▸ **WHAT NEEDS TO BE DONE**
Return all lines in the material below that contain "Query".

▸ **RECORDS FOR PROCESSING**
◇ ◇ ◇ ◇ ◇
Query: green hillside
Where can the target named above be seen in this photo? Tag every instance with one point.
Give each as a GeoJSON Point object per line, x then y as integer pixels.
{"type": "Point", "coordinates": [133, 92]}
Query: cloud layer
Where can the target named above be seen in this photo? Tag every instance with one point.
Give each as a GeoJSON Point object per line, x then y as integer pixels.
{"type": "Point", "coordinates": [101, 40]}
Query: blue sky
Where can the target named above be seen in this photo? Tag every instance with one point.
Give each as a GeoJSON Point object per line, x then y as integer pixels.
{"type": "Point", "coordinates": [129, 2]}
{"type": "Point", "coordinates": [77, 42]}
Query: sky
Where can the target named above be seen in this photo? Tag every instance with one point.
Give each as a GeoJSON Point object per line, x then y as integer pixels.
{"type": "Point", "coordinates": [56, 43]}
◇ ◇ ◇ ◇ ◇
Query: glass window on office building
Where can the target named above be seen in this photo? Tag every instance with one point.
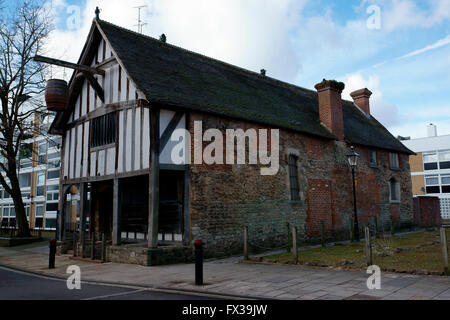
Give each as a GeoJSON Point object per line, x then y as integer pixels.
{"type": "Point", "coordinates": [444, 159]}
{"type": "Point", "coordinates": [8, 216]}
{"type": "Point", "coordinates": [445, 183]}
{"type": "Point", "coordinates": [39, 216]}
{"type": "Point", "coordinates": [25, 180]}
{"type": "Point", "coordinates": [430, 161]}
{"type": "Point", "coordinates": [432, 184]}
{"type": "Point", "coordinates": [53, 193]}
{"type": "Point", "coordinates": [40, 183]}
◇ ◇ ◇ ◇ ◇
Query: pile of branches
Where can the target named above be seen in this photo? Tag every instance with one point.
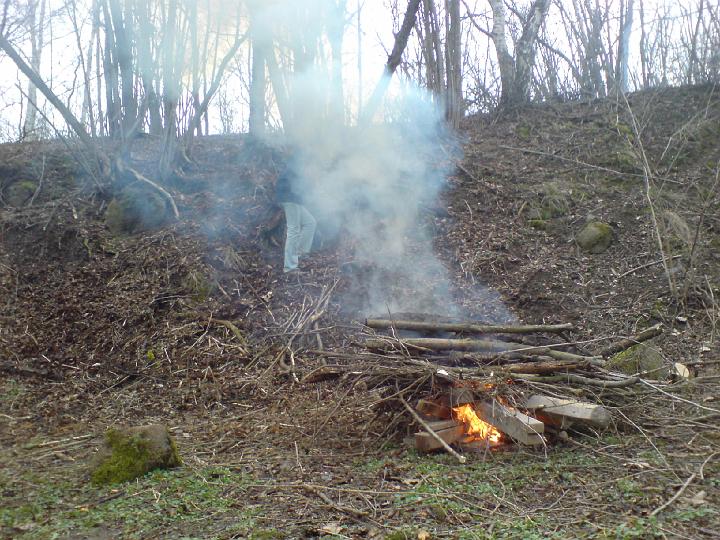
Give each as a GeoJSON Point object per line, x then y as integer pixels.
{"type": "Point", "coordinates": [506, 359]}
◇ ◇ ◇ ◇ ◇
▸ **ANSWER**
Query: green hillside
Query: cloud layer
Query: blue sky
Query: sky
Query: glass window on office building
Query: pile of branches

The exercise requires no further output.